BEGIN

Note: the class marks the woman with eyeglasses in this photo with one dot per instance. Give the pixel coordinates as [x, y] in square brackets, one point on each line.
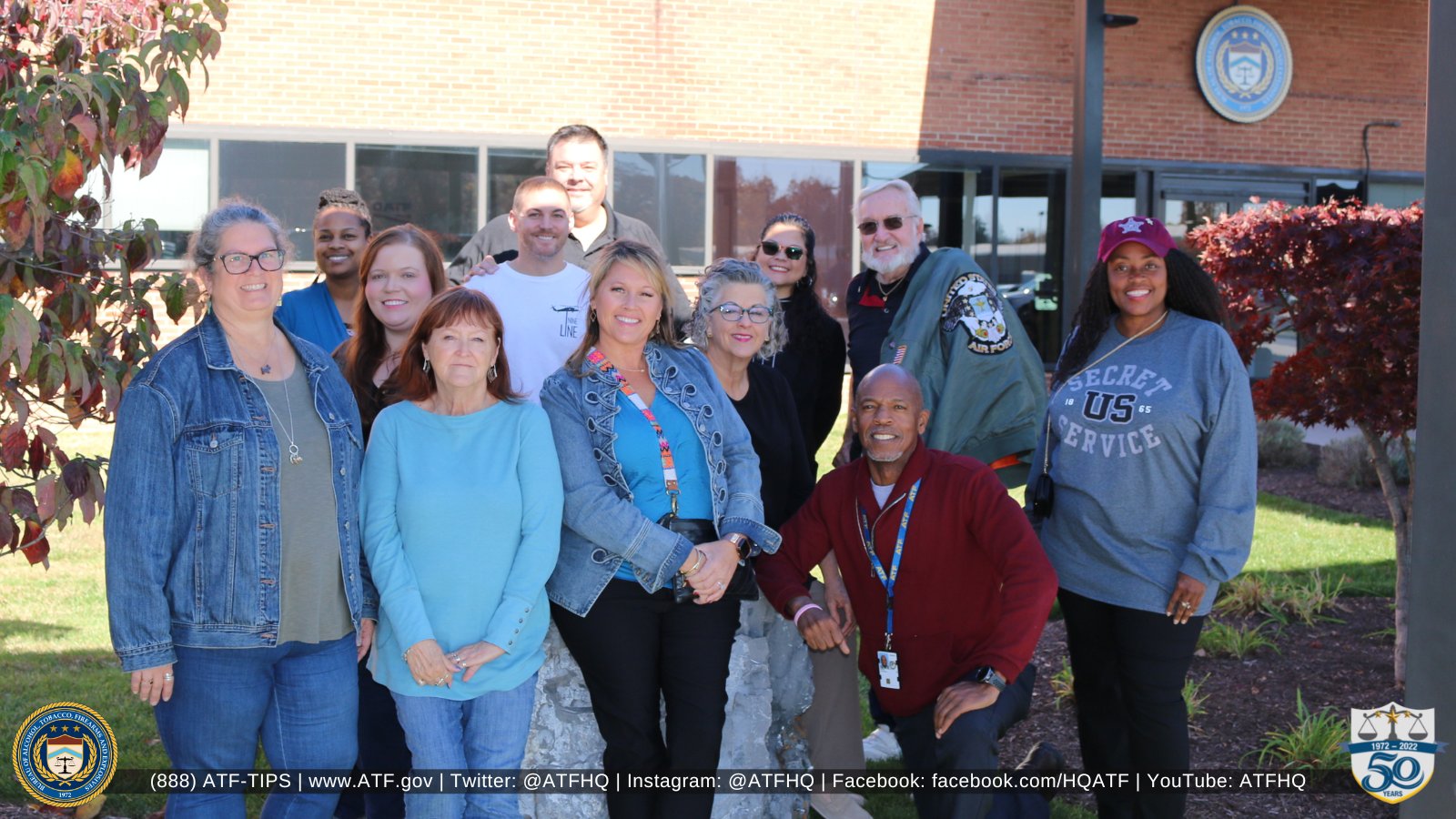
[740, 324]
[324, 312]
[662, 506]
[812, 359]
[238, 601]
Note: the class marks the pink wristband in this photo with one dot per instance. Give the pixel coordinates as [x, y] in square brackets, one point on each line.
[805, 608]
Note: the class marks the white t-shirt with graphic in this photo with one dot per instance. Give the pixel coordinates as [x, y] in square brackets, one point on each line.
[545, 318]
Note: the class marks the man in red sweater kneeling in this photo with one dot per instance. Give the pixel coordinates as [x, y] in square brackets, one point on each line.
[948, 583]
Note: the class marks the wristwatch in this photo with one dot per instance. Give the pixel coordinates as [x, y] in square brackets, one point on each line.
[990, 676]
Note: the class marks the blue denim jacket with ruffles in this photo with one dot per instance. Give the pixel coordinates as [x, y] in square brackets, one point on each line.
[601, 525]
[193, 509]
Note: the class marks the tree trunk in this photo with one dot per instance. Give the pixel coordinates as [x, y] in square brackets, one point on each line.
[1400, 506]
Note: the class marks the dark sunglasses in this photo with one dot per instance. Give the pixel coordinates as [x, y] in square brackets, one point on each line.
[892, 223]
[772, 248]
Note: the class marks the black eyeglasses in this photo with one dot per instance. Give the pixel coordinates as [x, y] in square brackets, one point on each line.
[734, 312]
[772, 248]
[239, 264]
[892, 223]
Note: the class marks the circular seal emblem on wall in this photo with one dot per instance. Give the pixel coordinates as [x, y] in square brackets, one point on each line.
[65, 753]
[1244, 63]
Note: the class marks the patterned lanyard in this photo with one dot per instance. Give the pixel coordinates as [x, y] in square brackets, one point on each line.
[866, 537]
[669, 468]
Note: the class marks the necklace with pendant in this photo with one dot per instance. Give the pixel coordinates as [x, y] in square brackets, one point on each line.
[295, 457]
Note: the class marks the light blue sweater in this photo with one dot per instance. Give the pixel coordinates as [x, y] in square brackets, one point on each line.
[1155, 462]
[462, 525]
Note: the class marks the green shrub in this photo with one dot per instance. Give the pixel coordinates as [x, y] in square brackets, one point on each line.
[1223, 640]
[1310, 743]
[1281, 443]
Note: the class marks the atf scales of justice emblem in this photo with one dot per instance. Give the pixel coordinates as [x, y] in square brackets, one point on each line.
[1395, 767]
[973, 303]
[65, 753]
[1244, 63]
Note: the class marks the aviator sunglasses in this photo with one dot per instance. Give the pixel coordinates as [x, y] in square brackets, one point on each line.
[892, 223]
[772, 248]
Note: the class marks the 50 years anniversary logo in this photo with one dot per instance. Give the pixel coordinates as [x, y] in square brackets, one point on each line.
[65, 753]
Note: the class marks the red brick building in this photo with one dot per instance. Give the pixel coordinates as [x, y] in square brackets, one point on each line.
[720, 114]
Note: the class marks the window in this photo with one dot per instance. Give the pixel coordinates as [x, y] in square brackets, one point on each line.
[669, 191]
[430, 187]
[175, 194]
[507, 167]
[750, 189]
[286, 178]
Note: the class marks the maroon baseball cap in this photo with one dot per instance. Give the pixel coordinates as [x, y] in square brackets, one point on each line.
[1142, 229]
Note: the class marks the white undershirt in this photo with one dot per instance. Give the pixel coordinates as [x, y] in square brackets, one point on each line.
[881, 493]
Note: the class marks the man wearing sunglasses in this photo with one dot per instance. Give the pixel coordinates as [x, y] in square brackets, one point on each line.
[577, 157]
[939, 317]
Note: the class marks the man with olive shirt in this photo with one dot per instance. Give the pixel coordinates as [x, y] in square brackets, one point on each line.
[936, 535]
[941, 318]
[577, 157]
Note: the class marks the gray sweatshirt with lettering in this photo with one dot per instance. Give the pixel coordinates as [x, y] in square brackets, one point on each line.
[1155, 462]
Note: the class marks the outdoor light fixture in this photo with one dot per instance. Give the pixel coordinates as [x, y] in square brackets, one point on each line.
[1365, 143]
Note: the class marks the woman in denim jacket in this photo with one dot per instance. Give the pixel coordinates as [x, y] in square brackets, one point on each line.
[612, 592]
[238, 599]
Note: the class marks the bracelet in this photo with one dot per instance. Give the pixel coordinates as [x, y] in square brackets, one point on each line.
[698, 564]
[803, 610]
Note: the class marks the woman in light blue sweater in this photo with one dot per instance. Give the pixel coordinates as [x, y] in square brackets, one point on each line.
[1150, 450]
[462, 506]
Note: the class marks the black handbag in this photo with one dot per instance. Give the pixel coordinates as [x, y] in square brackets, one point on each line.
[744, 584]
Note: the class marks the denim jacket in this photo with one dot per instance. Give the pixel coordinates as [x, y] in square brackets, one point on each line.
[601, 525]
[193, 540]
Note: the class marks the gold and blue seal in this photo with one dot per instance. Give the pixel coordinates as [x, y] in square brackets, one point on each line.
[65, 753]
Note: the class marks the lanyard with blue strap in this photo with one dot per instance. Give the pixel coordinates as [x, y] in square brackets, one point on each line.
[866, 537]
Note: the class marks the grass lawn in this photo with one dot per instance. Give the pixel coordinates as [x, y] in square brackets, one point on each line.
[55, 643]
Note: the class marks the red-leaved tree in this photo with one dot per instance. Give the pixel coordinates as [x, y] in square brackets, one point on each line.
[85, 85]
[1347, 278]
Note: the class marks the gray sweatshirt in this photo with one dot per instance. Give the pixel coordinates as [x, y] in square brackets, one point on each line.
[1155, 462]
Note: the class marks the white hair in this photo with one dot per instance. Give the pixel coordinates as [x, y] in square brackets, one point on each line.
[912, 200]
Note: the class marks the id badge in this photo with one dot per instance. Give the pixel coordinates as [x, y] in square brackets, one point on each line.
[888, 669]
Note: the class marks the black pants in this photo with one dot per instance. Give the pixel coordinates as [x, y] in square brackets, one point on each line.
[637, 651]
[1128, 669]
[972, 743]
[382, 749]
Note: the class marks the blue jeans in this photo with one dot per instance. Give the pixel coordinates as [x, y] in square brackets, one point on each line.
[487, 733]
[300, 698]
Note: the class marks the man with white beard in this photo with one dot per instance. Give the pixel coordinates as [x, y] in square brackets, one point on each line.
[941, 318]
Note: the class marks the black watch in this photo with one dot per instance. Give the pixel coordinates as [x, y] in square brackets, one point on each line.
[990, 676]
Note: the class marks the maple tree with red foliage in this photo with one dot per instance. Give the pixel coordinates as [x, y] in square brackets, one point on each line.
[1346, 278]
[85, 86]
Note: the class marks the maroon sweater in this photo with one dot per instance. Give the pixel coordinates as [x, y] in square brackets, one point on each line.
[975, 586]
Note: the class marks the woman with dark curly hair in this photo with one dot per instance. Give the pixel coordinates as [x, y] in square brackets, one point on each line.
[1145, 499]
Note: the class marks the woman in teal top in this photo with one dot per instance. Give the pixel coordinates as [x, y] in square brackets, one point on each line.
[462, 523]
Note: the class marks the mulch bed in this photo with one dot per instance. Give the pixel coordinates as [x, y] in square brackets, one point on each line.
[1331, 663]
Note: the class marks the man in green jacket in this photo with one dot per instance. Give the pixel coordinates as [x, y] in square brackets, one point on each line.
[939, 317]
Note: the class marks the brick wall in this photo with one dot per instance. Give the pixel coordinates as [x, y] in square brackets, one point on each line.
[890, 75]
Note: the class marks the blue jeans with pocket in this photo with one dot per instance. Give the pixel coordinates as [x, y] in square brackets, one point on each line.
[300, 698]
[487, 733]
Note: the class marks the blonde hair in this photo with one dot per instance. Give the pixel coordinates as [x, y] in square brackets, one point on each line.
[645, 261]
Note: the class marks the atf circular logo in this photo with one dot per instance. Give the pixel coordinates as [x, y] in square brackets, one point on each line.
[1244, 63]
[65, 753]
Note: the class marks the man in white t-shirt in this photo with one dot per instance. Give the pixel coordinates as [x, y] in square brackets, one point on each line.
[542, 298]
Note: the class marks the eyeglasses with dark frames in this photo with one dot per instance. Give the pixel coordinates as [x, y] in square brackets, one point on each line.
[892, 223]
[239, 264]
[772, 248]
[733, 312]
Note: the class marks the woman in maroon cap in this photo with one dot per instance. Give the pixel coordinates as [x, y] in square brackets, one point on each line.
[1150, 450]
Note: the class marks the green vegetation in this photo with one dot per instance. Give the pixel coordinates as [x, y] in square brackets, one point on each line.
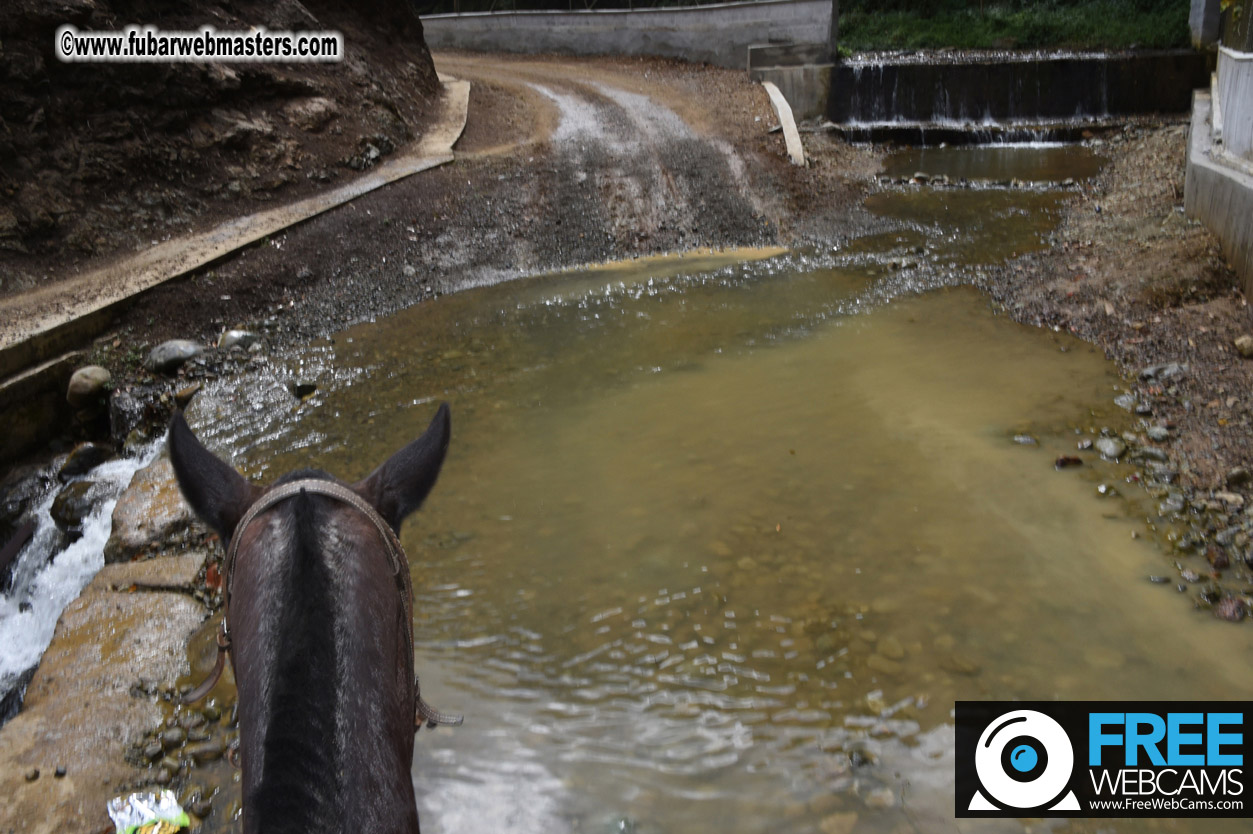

END

> Goal: From the line containing "Note: the class marks the light" through the line containing "[1142, 229]", inclusive, reproduce the listing with "green shrub" swapped for "leafy shrub" and nothing else changed, giving only those lines.

> Exercise solution:
Note: the class marks the light blue sweater in this photo with one dot per instance. Give the pixel coordinates as [x, y] in square brackets, one point on each line.
[1155, 462]
[462, 525]
Note: the class marks the leafy shrub in this photo with one dot per instance. Give the pixel coordinates as [x, y] in square brackets, one point on each line.
[1223, 640]
[1310, 743]
[1281, 443]
Note: the class marks the atf scales of justice emblem in this photo with one dot per instance. Give the pixel coordinates as [x, y] in square brackets, one point on each line.
[1395, 767]
[973, 303]
[65, 753]
[1244, 63]
Note: the class marks the aviator sunglasses in this photo with one dot per instance. Give the pixel coordinates as [x, y] in square brackets, one point on each line.
[892, 223]
[772, 248]
Note: the class marks the 50 years anniversary logo in this photo with one dot per instance. Give the pixel coordinates as [x, y] in square brackets, one point on each line.
[65, 753]
Note: the class marks the red brick building in this photo with one dot per instance. Give the pixel coordinates as [x, y] in square brackets, one point on each line.
[720, 114]
Note: the class marks the window in this photo with one dot per instance. Give the pixel coordinates as [x, y] in square brackets, one point on each line.
[669, 191]
[430, 187]
[175, 194]
[507, 167]
[750, 189]
[286, 178]
Note: the class marks the maroon baseball cap in this photo with one dot per instance. Give the pixel coordinates as [x, y] in square brackets, one point on each line.
[1142, 229]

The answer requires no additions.